_What the task asks_
Reproduce verbatim the part of the records that runs from their first line through the line containing "[42,0,150,44]", with both of those lines included.

_The input_

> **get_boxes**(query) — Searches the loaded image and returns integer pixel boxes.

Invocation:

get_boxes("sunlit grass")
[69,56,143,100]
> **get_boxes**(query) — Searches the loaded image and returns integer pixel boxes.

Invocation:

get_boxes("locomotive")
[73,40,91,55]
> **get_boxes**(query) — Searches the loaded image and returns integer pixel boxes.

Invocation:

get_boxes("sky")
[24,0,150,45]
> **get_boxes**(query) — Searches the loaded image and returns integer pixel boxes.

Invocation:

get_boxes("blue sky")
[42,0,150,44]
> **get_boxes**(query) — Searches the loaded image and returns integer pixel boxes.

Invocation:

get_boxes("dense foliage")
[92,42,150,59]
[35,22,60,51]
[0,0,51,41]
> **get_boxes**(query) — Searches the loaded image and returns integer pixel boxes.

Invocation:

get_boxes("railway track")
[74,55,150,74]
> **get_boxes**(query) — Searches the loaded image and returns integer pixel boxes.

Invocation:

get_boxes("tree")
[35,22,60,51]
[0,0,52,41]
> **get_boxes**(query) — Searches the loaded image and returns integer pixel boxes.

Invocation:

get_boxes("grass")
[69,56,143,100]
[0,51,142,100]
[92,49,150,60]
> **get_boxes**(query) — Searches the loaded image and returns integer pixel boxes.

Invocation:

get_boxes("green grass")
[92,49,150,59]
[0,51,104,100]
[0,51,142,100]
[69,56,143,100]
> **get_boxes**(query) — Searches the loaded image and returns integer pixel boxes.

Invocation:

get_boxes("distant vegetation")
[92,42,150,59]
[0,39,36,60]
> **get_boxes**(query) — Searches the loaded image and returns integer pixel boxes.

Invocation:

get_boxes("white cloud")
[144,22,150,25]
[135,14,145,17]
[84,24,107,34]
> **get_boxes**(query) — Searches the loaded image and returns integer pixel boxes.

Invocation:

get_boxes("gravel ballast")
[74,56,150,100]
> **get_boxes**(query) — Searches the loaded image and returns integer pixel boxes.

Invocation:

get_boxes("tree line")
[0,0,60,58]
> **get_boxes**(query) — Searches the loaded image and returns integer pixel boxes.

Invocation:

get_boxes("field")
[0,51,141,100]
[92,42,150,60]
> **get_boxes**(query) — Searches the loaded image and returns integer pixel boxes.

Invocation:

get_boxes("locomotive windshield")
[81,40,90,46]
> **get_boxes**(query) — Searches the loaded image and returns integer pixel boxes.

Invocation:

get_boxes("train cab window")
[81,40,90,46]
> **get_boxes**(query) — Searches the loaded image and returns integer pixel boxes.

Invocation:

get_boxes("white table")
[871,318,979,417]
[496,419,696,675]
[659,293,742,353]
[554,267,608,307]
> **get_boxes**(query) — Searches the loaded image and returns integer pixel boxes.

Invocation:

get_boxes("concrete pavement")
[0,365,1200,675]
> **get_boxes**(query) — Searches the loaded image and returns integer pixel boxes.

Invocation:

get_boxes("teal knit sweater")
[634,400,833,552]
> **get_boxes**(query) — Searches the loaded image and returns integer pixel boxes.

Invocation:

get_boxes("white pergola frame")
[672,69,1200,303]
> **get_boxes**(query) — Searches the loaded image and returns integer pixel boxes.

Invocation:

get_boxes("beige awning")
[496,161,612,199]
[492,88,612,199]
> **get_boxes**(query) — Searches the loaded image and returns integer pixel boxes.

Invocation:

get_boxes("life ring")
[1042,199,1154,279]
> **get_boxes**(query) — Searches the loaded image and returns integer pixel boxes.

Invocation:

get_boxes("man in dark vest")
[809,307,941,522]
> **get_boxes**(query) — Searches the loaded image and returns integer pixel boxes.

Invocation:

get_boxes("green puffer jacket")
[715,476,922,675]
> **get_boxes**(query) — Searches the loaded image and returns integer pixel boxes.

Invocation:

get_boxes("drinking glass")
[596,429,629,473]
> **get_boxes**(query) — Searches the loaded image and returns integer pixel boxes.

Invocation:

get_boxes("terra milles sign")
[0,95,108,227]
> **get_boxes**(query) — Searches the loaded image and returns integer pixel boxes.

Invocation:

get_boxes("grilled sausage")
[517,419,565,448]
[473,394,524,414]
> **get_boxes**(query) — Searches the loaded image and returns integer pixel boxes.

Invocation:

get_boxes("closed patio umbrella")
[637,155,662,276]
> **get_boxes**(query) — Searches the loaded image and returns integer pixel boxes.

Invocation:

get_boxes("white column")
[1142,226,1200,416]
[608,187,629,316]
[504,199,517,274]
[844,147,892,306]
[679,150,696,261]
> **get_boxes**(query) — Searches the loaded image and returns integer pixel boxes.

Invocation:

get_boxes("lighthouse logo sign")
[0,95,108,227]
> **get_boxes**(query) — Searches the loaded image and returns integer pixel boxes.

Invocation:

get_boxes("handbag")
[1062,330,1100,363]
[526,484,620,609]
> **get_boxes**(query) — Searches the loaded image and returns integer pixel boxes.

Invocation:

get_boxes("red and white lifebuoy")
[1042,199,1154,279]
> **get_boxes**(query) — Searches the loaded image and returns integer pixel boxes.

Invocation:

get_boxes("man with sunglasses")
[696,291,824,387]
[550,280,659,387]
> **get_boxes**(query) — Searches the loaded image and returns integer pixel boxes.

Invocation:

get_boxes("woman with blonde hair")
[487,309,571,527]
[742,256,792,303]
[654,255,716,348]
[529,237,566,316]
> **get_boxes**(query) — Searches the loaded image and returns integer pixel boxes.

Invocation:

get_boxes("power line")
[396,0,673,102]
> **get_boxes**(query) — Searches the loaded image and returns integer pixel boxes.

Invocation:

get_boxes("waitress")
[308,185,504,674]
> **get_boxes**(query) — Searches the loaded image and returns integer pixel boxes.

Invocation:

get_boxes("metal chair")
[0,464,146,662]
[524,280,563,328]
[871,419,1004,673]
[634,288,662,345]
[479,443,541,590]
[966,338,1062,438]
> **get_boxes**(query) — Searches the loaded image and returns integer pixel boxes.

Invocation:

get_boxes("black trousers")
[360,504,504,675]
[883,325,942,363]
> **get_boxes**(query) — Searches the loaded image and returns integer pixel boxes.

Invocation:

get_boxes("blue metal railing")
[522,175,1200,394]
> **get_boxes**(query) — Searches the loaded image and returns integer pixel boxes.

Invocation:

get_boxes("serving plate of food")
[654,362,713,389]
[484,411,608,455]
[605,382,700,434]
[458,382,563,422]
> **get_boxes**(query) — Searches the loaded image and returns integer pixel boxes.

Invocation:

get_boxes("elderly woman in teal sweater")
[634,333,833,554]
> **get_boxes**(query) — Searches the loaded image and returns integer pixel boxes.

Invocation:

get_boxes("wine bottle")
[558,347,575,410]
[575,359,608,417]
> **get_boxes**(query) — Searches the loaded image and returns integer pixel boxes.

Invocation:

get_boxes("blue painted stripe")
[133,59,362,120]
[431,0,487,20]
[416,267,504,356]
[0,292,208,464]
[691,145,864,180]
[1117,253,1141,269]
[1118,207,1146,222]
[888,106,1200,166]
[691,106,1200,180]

_Exercise solution_
> **get_boxes**(query) — Searches the loaded image and returns integer pixel boxes.

Invocation:

get_boxes("sunlit grass")
[69,56,143,100]
> **get_boxes**(query) — Searches the loaded image and returns integer pixel boxes.

Invocation:

get_boxes("locomotive")
[73,40,91,55]
> **get_boxes**(query) — Searches the loaded image and returns integer pixel boxes.

Invocation:

get_boxes("sky")
[24,0,150,45]
> **get_boxes**(query) — Searches the loaded image and returns integer pixel boxes.

Invocation:

get_boxes("blue sky")
[42,0,150,44]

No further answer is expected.